Tugas untuk Dikerjakan:
(1) Tulis ulang bagian berita tentang Raperda SJUT dari "Raperda SJUT Pemprov" sampai "Kota merupakan keniscayaan.", dan ganti "Pemprov DKI" dengan "Pemerintah Provinsi DKI Jakarta".
(2) Apakah tiap pernyataan berikut sesuai dengan berita tentang Raperda SJUT? Jawab ya atau tidak, lalu kutip kata-kata penentunya dari berita itu. (a) Anggota APJATEL menolak rencana penataan kabel udara di Jakarta. (b) Jerry Mangasas Swandy menjabat Ketua Umum APJATEL. (c) Kabel utilitas yang dilihat warga telah dipotong di Pasar Mampang Prapatan.
(3) Lanjutkan berita tentang Raperda SJUT, mulai setelah kalimat terakhir yang tertera.

Kamis 09 Feb 2023 23:36 WIB

Raperda SJUT Pemprov DKI Berpotensi Hambat Program Transformasi Digital Presiden Jokowi

Rencana penataan kabel udara di Jakarta sebuah keniscayaan.

Warga melihat kabel utilitas yang telah dipotong di Pasar Mampang Prapatan, Jakarta.
Foto: Republika/Putra M. Akbar
Warga melihat kabel utilitas yang telah dipotong di Pasar Mampang Prapatan, Jakarta.

REPUBLIKA.CO.ID, JAKARTA -- Ketua Umum Asosiasi Penyelenggara Jaringan Telekomunikasi (APJATEL), Jerry Mangasas Swandy mengkritisi revisi Peraturan Daerah mengenai Sarana Jaringan Utilitas Terpadu (SJUT) yang dilakukan Pemprov DKI. Menurut Jerry, seluruh anggota APJATEL tidak keberatan dengan rencana Pemprov DKI untuk menata kabel udara di Jakarta, karena penataan kabel udara di Ibu Kota merupakan keniscayaan.

Cuplikan Data:
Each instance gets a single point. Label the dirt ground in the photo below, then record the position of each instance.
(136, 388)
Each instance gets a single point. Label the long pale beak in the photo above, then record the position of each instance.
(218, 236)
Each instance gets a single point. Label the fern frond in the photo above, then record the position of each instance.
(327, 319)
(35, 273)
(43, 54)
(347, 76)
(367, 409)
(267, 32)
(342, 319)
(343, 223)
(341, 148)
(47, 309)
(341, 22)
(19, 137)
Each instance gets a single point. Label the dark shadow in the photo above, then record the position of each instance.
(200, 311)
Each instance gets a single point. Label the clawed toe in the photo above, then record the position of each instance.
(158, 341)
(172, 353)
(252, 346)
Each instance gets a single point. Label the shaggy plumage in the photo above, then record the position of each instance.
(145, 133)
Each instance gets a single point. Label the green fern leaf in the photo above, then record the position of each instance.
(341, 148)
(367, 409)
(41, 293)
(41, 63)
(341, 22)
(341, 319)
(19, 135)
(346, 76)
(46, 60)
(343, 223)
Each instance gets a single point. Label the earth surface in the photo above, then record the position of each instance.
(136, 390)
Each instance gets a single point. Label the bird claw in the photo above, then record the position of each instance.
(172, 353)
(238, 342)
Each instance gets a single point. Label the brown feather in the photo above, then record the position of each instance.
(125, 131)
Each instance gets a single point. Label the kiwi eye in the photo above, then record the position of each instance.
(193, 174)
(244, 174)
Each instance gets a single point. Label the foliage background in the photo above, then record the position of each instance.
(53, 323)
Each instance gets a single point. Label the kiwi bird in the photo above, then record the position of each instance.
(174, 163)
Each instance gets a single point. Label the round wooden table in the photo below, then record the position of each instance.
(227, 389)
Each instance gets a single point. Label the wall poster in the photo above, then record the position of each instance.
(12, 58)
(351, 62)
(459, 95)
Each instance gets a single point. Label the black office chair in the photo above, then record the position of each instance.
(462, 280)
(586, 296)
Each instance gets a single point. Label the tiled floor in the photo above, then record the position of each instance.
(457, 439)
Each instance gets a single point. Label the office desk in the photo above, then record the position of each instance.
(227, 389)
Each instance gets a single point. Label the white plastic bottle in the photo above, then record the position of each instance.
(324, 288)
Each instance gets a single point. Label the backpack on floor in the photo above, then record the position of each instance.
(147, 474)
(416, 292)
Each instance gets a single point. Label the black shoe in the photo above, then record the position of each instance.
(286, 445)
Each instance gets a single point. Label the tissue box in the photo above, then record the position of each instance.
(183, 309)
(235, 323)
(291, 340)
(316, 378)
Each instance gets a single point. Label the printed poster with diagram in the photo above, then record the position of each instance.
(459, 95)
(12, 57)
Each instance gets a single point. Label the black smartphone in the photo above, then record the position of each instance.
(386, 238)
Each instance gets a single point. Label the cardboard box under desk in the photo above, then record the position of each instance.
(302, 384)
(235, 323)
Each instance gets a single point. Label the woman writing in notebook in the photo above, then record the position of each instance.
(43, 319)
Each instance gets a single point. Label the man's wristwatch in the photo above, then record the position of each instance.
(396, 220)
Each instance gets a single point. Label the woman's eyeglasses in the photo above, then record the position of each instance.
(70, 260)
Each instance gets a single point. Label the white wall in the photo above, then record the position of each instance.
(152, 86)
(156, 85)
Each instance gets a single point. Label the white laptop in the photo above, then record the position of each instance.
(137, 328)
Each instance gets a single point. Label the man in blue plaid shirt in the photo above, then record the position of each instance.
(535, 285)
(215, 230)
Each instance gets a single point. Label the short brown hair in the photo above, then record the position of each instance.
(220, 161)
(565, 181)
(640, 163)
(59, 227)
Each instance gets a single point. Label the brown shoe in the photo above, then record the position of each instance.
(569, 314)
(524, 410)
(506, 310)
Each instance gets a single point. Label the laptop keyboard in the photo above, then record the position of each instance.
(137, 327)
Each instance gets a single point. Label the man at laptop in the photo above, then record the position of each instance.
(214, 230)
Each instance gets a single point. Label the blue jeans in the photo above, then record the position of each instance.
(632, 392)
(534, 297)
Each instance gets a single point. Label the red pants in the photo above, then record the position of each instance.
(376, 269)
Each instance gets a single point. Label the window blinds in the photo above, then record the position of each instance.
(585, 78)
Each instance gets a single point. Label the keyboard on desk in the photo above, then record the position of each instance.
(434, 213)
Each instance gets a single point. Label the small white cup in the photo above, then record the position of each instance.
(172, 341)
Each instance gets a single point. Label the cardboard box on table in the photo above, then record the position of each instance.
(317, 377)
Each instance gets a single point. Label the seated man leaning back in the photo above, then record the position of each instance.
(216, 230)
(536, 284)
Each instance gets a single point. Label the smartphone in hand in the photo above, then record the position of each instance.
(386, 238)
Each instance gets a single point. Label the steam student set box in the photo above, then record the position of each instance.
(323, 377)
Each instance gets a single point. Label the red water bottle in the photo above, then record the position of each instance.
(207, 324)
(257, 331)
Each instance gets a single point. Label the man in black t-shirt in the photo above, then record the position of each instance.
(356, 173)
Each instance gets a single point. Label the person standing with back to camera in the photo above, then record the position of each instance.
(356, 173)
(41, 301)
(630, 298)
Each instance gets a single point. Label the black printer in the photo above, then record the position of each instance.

Jawaban Tugas:
(1)
Raperda SJUT Pemerintah Provinsi DKI Jakarta Berpotensi Hambat Program Transformasi Digital Presiden Jokowi

Rencana penataan kabel udara di Jakarta sebuah keniscayaan.

Warga melihat kabel utilitas yang telah dipotong di Pasar Mampang Prapatan, Jakarta.
Foto: Republika/Putra M. Akbar
Warga melihat kabel utilitas yang telah dipotong di Pasar Mampang Prapatan, Jakarta.

REPUBLIKA.CO.ID, JAKARTA -- Ketua Umum Asosiasi Penyelenggara Jaringan Telekomunikasi (APJATEL), Jerry Mangasas Swandy mengkritisi revisi Peraturan Daerah mengenai Sarana Jaringan Utilitas Terpadu (SJUT) yang dilakukan Pemerintah Provinsi DKI Jakarta. Menurut Jerry, seluruh anggota APJATEL tidak keberatan dengan rencana Pemerintah Provinsi DKI Jakarta untuk menata kabel udara di Jakarta, karena penataan kabel udara di Ibu Kota merupakan keniscayaan.

(2)
(a) Tidak: "seluruh anggota APJATEL tidak keberatan dengan rencana Pemprov DKI untuk menata kabel udara di Jakarta".
(b) Ya: "Ketua Umum Asosiasi Penyelenggara Jaringan Telekomunikasi (APJATEL), Jerry Mangasas Swandy".
(c) Ya: "Warga melihat kabel utilitas yang telah dipotong di Pasar Mampang Prapatan, Jakarta."

(3)
Namun Jerry berharap rencana penataan kabel udara tidak menambah beban masyarakat yang saat ini belum pulih pascapandemi Covid-19. Sebab dalam Raperda SJUT yang tengah dibahas oleh Pemprov DKI dan DPRD tersebut akan mengenakan beban biaya baru kepada seluruh badan usaha yang menggelar jaringaan telekomunikasi, listrik, air dan gas di Jakarta.

"Dalam Raperda tersebut salah satu poinnya adalah mengenai pengenaan biaya sewa barang milik daerah dan SJUT," kata Jerry.

Ia berkata, jika operator telekomunikasi dikenakan beban biaya baru yang berpotensi meningkatkan biaya pembangunan infrastruktur, tentu ini akan menghambat rencana besar Presiden Joko Widodo yang menginginkan mewujudkan transformasi digital di Indonesia. "Padahal Presiden Joko Widodo ingin memberikan layanan broadband kepada masyarakat seluruh Indonesia dengan harga yang terjangkau," ucap Jerry.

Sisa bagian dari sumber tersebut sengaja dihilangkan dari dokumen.